» EXERCISE TASK 1
Transcribe everything in the KVM selftest patch below, from "Subject: [PATCH] KVM: selftests: replace" down to "the first mark_memory_idle()".
» EXERCISE TASK 2
Name every function or callback in the KVM selftest patch that is written with a pair of parentheses after it.
» EXERCISE TASK 3
Answer these from the KVM selftest patch below:
(a) What does the ->clear_young() callback purposefully not do?
(b) How many insertions and how many deletions does the patch make?
(c) Who signed off on the patch?
---------- TEXT TO READ
Subject: [PATCH] KVM: selftests: replace assertion with warning in access_tracking_perf_test

Page_idle uses {ptep/pmdp}_clear_young_notify which in turn calls
the mmu notifier callback ->clear_young(), which purposefully
does not flush the TLB.

When running the test in a nested guest, point 1. of the test
doc header is violated, because KVM TLB is unbounded by size
and since no flush is forced, KVM does not update the sptes
accessed/idle bits resulting in guest assertion failure.

More precisely, only the first ACCESS_WRITE in run_test() actually
makes visible changes, because sptes are created and the accessed
bit is set to 1 (or idle bit is 0). Then the first mark_memory_idle()
passes since access bit is still one, and sets all pages as idle
(or not accessed). When the next write is performed, the update
is not flushed therefore idle is still 1 and next mark_memory_idle()
fails.

Signed-off-by: Emanuele Giuseppe Esposito <[email protected]>
---
.../selftests/kvm/access_tracking_perf_test.c | 25 ++++++++++++-------
1 file changed, 16 insertions(+), 9 deletions(-)
--------------------
---------- DATA SECTION
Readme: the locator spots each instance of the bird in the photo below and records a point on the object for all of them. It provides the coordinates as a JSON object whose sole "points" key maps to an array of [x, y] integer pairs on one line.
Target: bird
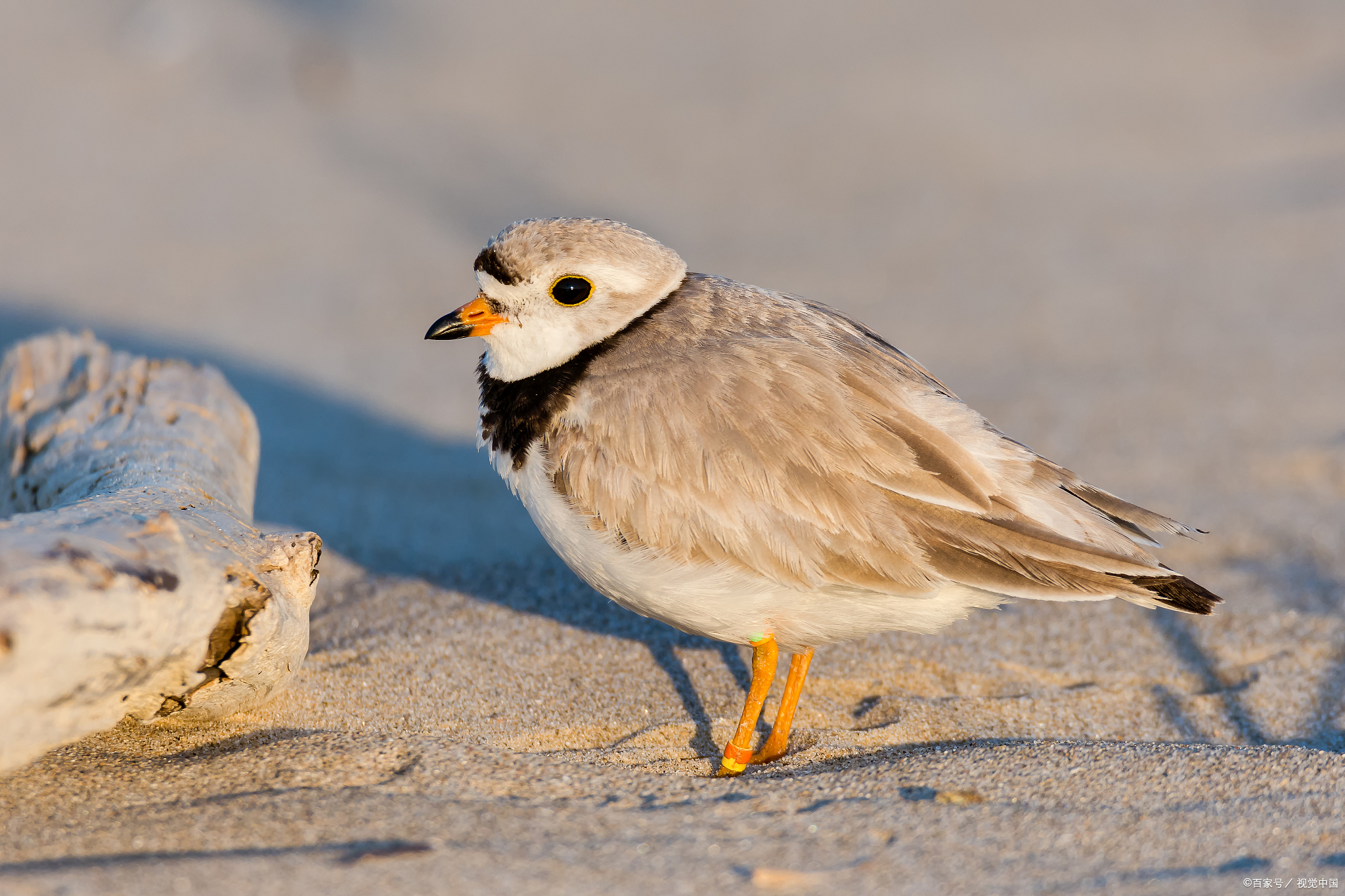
{"points": [[761, 469]]}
--------------------
» EXPECTED OUTPUT 1
Subject: [PATCH] KVM: selftests: replace assertion with warning in access_tracking_perf_test

Page_idle uses {ptep/pmdp}_clear_young_notify which in turn calls
the mmu notifier callback ->clear_young(), which purposefully
does not flush the TLB.

When running the test in a nested guest, point 1. of the test
doc header is violated, because KVM TLB is unbounded by size
and since no flush is forced, KVM does not update the sptes
accessed/idle bits resulting in guest assertion failure.

More precisely, only the first ACCESS_WRITE in run_test() actually
makes visible changes, because sptes are created and the accessed
bit is set to 1 (or idle bit is 0). Then the first mark_memory_idle()

» EXPECTED OUTPUT 2
->clear_young()
run_test()
mark_memory_idle()

» EXPECTED OUTPUT 3
(a) It does not flush the TLB.
(b) 16 insertions and 9 deletions.
(c) Emanuele Giuseppe Esposito.